Short exercise: Arrange the part of the listing that opens with the line containing "Could you please locate the chocolate cupcake" and closes with the line containing "left=178, top=62, right=266, bottom=127" as a numbered list, with both of those lines included. Leave out any blank lines, and number nothing else.

## Begin Information given

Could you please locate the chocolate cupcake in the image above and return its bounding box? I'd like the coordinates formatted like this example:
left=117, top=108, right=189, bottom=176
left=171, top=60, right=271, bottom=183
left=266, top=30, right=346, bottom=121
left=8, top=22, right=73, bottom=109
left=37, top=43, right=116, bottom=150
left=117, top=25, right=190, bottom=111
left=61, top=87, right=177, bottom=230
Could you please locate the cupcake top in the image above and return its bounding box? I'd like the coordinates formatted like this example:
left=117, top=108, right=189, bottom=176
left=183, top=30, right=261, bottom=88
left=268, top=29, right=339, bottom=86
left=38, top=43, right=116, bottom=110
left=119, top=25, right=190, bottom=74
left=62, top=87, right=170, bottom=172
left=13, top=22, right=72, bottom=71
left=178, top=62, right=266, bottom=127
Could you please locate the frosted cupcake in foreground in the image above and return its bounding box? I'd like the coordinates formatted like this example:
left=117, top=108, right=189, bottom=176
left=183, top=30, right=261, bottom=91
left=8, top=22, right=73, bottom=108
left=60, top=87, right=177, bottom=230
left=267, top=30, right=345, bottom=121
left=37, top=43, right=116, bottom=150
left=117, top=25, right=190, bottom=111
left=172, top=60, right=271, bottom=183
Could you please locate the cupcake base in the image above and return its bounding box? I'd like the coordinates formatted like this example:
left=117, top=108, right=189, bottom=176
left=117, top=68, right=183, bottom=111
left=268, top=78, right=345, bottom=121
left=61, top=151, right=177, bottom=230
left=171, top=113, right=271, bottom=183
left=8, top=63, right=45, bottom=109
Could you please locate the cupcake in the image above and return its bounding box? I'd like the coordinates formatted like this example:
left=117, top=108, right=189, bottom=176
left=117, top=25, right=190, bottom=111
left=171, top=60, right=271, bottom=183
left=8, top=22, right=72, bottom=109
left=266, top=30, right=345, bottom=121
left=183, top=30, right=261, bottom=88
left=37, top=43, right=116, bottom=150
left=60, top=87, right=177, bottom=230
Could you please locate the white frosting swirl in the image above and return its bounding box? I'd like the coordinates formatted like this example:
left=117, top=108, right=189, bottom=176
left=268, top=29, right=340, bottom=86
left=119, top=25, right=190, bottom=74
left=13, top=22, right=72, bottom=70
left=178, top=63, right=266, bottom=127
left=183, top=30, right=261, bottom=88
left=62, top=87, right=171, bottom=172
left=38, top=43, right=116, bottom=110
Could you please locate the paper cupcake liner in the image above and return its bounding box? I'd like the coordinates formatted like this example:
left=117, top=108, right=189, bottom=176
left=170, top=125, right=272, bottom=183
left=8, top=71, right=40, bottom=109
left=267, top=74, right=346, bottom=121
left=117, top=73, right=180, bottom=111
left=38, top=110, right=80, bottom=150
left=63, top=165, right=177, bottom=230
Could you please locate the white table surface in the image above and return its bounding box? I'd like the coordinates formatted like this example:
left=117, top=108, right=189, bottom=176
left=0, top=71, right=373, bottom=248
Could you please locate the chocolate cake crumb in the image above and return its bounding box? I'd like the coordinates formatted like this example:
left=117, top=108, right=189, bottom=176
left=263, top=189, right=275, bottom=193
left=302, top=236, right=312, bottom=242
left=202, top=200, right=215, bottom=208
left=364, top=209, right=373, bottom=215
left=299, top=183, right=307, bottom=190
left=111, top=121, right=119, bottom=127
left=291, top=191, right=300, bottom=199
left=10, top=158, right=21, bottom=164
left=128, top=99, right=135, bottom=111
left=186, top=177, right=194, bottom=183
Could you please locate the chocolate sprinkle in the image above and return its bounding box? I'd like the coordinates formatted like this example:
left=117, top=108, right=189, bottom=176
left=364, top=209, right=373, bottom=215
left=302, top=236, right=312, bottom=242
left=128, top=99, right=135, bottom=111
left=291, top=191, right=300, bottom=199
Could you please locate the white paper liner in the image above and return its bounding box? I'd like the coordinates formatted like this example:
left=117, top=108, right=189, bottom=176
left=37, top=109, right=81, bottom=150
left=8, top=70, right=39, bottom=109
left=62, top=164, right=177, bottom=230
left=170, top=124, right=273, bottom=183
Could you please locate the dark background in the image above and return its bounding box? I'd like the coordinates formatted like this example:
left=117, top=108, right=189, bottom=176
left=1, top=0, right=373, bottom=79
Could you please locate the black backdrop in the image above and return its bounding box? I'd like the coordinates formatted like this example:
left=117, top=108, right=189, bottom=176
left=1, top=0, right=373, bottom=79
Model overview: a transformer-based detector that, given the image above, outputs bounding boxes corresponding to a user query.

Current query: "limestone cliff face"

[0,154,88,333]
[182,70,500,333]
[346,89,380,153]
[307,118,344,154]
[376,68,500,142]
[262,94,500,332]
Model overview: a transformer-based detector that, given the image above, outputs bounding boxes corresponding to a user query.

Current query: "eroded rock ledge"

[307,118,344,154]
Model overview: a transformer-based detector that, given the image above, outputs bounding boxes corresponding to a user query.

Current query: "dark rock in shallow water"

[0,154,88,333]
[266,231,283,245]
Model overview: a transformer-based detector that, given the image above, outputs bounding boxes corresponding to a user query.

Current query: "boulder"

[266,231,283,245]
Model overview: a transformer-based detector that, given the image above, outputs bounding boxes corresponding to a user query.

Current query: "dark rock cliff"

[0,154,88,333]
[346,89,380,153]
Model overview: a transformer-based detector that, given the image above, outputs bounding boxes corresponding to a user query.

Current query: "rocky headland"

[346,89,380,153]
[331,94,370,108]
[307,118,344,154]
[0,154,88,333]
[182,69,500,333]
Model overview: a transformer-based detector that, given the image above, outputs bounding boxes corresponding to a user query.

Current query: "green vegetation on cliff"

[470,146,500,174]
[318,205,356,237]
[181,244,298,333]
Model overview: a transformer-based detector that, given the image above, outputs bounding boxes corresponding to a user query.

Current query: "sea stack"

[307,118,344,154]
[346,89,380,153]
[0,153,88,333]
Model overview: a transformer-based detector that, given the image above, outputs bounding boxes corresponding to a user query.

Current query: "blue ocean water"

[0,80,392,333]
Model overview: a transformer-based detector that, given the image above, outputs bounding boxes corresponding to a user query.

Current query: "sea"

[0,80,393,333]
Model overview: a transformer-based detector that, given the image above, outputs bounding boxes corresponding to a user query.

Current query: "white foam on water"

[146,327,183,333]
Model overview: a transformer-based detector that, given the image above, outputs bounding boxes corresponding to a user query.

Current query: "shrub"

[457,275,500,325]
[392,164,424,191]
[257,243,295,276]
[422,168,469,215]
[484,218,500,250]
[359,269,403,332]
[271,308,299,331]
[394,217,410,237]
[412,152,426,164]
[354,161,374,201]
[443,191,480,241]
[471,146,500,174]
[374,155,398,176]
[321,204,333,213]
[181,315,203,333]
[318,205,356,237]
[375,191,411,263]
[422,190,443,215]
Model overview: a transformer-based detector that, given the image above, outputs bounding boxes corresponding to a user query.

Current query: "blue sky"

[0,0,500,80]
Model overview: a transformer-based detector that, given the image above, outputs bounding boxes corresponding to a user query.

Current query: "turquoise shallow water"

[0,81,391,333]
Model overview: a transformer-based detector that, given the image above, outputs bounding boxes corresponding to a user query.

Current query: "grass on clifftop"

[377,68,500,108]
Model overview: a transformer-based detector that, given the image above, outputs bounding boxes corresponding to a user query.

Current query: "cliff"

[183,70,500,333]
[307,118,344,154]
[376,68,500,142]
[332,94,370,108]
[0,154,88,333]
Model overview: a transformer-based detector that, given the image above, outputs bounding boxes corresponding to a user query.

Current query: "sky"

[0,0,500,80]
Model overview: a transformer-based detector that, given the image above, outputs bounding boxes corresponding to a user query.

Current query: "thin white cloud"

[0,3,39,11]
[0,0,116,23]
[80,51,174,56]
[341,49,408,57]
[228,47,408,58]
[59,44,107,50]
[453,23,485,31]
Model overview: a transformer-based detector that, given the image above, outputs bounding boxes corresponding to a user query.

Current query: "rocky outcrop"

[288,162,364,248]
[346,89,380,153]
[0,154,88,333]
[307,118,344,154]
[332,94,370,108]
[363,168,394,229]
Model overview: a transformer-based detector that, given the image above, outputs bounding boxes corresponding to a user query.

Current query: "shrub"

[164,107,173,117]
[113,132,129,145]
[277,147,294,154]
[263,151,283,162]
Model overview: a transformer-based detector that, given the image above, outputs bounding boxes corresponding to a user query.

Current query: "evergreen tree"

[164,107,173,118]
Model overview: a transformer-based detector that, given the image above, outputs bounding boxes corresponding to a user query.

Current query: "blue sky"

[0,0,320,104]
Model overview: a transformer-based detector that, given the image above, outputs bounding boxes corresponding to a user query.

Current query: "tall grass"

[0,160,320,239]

## End Information given
## Begin Information given

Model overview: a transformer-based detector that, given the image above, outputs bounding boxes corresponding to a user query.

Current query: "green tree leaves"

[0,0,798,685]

## End Information given

Task answer:
1. Could you please locate the chocolate cupcake in the image above and return its bounding box? I'd like the coordinates formatted like this example:
2. left=117, top=108, right=189, bottom=176
3. left=171, top=60, right=271, bottom=183
4. left=266, top=30, right=346, bottom=121
5. left=8, top=22, right=73, bottom=109
6. left=37, top=43, right=116, bottom=150
7. left=117, top=25, right=190, bottom=111
8. left=61, top=87, right=177, bottom=230
9. Could you please locate the cupcake top in the image above and return its bounding box? I'd like the coordinates formatted like this example:
10. left=117, top=108, right=189, bottom=176
11. left=183, top=30, right=261, bottom=88
12. left=268, top=29, right=339, bottom=86
13. left=38, top=43, right=116, bottom=110
14. left=119, top=25, right=190, bottom=74
15. left=62, top=87, right=170, bottom=172
16. left=13, top=22, right=72, bottom=71
17. left=178, top=62, right=266, bottom=127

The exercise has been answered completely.